> EXERCISE TASK: Every line from the line containing "Can you find the rear door" through the final line below is to be repeated exactly; no other line is.

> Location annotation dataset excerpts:
________________

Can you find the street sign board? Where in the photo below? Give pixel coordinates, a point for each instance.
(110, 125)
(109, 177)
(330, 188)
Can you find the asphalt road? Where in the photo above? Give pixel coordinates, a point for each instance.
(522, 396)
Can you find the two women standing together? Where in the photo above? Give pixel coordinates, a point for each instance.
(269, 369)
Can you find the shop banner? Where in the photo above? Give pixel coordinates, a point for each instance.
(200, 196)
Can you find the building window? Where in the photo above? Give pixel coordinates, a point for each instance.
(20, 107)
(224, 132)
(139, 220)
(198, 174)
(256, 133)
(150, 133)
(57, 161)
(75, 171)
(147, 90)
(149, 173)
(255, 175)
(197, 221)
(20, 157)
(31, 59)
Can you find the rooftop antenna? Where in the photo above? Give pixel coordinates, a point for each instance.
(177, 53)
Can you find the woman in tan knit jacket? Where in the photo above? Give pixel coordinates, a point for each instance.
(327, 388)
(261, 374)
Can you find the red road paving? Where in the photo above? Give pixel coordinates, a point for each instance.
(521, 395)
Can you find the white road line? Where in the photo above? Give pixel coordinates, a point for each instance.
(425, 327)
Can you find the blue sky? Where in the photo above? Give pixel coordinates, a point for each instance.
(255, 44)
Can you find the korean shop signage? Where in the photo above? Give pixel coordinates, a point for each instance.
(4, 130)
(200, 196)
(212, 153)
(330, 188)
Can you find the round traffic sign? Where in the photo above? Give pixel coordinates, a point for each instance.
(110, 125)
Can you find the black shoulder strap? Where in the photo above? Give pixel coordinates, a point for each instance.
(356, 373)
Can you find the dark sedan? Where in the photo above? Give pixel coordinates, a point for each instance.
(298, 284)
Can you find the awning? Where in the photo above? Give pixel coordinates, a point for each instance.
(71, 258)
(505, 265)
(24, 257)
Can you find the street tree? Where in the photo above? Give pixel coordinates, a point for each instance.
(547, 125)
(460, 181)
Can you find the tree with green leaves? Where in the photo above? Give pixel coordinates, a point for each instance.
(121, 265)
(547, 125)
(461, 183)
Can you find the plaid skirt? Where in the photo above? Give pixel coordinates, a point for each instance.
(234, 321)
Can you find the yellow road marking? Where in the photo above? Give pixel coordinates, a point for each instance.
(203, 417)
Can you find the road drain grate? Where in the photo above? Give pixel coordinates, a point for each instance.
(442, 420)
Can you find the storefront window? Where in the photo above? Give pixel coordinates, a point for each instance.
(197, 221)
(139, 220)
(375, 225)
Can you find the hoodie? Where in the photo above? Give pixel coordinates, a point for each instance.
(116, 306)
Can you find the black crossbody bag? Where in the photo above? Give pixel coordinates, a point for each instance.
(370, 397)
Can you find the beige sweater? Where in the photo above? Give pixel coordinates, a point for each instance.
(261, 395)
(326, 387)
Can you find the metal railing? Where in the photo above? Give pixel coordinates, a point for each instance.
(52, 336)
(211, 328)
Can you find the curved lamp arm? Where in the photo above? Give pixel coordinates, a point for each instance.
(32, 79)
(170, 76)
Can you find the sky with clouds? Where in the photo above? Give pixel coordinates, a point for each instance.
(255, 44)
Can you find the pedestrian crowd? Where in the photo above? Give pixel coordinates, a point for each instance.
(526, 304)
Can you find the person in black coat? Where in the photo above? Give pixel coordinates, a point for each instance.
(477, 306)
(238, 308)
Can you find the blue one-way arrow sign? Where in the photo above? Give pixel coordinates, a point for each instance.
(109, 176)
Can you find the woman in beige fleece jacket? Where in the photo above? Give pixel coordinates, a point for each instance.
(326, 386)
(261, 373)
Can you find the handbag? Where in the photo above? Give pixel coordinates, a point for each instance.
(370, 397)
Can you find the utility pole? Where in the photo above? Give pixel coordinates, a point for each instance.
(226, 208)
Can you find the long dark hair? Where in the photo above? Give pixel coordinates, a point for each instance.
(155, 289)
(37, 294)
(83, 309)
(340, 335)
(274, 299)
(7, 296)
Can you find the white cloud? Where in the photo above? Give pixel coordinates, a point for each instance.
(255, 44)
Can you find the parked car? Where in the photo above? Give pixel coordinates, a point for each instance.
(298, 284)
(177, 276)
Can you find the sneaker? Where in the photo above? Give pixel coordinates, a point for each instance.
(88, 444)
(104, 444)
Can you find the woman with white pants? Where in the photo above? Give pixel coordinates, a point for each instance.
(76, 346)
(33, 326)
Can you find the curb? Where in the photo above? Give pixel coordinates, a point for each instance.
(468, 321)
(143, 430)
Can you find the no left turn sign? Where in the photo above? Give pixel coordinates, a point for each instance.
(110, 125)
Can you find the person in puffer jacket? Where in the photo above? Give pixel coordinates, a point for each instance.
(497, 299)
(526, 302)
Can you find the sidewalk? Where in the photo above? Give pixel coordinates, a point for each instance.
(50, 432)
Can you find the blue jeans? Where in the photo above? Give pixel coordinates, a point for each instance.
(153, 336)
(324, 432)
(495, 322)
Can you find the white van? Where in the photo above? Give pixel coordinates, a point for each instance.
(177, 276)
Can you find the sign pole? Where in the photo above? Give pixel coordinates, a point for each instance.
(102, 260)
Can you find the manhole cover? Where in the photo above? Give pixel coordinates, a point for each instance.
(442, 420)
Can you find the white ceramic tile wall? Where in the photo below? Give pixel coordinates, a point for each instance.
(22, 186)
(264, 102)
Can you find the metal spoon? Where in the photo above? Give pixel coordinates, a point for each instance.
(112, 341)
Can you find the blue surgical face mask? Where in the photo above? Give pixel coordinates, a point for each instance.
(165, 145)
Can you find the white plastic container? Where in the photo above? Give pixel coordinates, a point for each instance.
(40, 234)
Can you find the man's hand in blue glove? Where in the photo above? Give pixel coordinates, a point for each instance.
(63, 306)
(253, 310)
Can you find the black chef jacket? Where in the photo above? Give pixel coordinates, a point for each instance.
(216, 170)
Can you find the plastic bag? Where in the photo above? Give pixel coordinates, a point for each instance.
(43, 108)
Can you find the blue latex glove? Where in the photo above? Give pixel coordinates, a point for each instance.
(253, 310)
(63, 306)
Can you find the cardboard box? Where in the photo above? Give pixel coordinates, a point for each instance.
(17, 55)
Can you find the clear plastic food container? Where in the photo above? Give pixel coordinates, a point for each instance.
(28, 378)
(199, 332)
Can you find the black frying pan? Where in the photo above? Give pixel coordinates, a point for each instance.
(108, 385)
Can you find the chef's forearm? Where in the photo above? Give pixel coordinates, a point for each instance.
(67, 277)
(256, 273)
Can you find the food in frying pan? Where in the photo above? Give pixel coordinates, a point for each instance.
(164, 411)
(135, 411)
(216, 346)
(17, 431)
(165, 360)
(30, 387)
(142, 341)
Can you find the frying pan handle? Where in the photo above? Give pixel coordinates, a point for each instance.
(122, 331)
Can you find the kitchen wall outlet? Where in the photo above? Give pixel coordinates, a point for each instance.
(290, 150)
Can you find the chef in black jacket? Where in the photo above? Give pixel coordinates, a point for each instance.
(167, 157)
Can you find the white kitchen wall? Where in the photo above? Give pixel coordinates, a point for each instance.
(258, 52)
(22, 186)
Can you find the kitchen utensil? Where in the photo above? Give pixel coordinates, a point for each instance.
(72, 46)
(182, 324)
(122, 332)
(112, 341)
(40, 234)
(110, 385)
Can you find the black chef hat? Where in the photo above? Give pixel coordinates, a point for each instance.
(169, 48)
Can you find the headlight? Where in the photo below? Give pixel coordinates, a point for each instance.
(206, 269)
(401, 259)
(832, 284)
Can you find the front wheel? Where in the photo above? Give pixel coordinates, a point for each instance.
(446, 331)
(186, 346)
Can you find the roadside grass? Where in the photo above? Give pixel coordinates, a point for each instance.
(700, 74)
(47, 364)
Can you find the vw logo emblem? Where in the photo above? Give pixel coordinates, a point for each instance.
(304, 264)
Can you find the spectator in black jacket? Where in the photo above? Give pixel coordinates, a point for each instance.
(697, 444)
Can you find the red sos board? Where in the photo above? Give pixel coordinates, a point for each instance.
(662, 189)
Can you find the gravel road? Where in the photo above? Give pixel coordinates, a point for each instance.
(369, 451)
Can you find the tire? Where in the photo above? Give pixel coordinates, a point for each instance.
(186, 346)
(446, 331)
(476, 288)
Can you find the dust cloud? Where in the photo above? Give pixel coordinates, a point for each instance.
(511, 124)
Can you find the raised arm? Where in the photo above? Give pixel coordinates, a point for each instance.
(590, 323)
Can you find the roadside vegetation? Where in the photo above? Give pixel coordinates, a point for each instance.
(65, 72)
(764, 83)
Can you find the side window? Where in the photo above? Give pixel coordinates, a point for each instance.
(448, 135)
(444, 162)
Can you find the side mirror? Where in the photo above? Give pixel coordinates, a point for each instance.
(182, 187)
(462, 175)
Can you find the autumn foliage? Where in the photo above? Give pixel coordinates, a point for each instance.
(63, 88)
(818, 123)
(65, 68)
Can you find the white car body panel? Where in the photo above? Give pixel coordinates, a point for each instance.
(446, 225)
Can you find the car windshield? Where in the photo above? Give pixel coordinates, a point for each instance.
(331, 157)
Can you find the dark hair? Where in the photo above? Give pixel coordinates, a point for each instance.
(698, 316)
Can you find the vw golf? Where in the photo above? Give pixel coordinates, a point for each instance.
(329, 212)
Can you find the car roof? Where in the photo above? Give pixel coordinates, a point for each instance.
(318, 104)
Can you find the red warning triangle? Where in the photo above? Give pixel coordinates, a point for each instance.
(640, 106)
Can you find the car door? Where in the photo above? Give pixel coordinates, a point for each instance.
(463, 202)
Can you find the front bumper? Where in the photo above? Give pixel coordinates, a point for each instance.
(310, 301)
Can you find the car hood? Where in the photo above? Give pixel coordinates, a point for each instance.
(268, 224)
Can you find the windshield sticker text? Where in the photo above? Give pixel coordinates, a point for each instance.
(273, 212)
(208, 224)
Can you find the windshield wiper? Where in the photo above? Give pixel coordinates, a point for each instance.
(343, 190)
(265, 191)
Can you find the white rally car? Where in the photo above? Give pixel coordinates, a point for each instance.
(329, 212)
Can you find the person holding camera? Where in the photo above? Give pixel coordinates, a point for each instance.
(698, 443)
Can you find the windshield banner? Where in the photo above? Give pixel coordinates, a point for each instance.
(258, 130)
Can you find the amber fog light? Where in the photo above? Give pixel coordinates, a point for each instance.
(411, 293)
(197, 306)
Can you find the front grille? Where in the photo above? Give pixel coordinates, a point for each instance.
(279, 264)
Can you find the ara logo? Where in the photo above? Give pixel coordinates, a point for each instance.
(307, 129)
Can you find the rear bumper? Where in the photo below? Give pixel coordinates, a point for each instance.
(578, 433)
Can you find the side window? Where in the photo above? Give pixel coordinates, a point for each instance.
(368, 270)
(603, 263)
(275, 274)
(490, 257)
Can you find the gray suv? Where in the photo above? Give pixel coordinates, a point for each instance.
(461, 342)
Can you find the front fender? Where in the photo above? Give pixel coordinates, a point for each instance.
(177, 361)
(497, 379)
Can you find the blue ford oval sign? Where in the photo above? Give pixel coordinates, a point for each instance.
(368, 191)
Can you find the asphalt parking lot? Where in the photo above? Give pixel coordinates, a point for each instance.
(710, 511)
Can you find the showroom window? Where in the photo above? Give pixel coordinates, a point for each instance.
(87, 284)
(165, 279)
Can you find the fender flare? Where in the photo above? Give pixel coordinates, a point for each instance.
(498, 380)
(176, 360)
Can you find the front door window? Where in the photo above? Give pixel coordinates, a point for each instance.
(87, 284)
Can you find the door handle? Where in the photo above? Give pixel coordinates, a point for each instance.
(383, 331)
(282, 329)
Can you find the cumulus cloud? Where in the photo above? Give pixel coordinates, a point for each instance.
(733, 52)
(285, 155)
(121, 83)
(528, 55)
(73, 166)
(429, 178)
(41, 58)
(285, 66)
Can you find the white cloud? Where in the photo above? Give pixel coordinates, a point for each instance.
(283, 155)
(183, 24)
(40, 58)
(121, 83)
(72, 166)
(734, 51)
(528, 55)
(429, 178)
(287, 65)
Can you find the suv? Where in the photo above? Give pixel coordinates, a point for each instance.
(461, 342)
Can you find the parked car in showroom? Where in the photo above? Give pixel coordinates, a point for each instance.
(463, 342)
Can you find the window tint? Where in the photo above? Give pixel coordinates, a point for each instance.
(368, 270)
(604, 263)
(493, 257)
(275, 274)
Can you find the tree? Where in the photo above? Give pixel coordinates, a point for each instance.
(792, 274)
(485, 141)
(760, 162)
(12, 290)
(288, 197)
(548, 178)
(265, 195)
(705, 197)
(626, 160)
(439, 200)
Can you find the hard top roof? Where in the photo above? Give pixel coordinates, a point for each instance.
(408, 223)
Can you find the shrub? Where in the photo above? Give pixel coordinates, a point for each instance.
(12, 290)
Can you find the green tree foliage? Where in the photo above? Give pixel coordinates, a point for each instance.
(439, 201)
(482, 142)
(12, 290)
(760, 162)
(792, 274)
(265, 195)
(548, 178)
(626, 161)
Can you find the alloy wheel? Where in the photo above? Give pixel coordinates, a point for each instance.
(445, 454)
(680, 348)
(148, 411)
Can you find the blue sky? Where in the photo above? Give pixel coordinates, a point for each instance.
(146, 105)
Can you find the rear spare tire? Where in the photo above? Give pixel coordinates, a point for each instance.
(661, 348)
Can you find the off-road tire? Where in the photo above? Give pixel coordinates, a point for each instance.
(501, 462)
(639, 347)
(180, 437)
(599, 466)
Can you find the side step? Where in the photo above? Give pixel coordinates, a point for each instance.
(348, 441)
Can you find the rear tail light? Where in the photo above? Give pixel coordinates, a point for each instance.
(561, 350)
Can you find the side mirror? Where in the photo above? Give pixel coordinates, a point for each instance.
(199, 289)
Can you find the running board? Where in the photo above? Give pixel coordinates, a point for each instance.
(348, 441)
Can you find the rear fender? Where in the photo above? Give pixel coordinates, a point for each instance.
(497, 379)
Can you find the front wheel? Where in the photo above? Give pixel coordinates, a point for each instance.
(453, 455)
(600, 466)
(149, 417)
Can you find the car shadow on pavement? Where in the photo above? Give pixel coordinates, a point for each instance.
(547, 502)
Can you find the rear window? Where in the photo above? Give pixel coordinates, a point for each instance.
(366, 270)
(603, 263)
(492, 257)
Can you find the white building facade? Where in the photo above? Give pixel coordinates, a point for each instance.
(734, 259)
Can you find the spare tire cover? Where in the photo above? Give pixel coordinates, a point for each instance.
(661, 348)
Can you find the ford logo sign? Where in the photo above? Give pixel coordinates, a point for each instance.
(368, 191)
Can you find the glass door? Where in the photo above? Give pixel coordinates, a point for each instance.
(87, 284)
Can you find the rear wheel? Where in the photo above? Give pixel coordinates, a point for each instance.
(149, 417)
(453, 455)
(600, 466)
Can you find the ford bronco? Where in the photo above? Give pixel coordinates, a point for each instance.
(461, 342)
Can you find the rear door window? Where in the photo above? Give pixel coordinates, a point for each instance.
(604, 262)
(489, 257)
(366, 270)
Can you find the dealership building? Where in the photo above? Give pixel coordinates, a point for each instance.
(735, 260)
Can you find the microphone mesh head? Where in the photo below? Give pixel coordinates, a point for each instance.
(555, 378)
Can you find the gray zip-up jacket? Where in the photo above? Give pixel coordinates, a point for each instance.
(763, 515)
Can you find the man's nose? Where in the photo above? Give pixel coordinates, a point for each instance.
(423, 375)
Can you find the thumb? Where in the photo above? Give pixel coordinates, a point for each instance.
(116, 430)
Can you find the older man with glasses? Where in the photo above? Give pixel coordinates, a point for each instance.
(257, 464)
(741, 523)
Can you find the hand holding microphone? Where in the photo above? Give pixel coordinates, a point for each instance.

________________

> OUTPUT FOR THIS EXERCISE:
Can you find the rear door window? Where in the photo above? Give pixel coordinates, a point for each instance.
(604, 262)
(489, 257)
(366, 270)
Can you find the dealership building? Where in the photo above? Give pixel coordinates, a point for each instance.
(735, 260)
Can you find the microphone mesh head? Where in the photo below? Give pixel coordinates, a point for each instance.
(555, 378)
Can you find the gray zip-up jacket? Where in the photo above? Give pixel coordinates, a point for each instance.
(763, 515)
Can you find the man's nose? Where in the photo above? Give pixel coordinates, a point for each instance.
(423, 375)
Can you find the thumb? Where in the photo above? Give pixel coordinates, a point for each instance.
(116, 430)
Can you find the older man with glasses? Where in the photo above? Give pixel coordinates, a point for each instance.
(257, 464)
(741, 523)
Can you find the hand holding microphone? Where in the photo above? Give pixel coordinates, a point for each instance.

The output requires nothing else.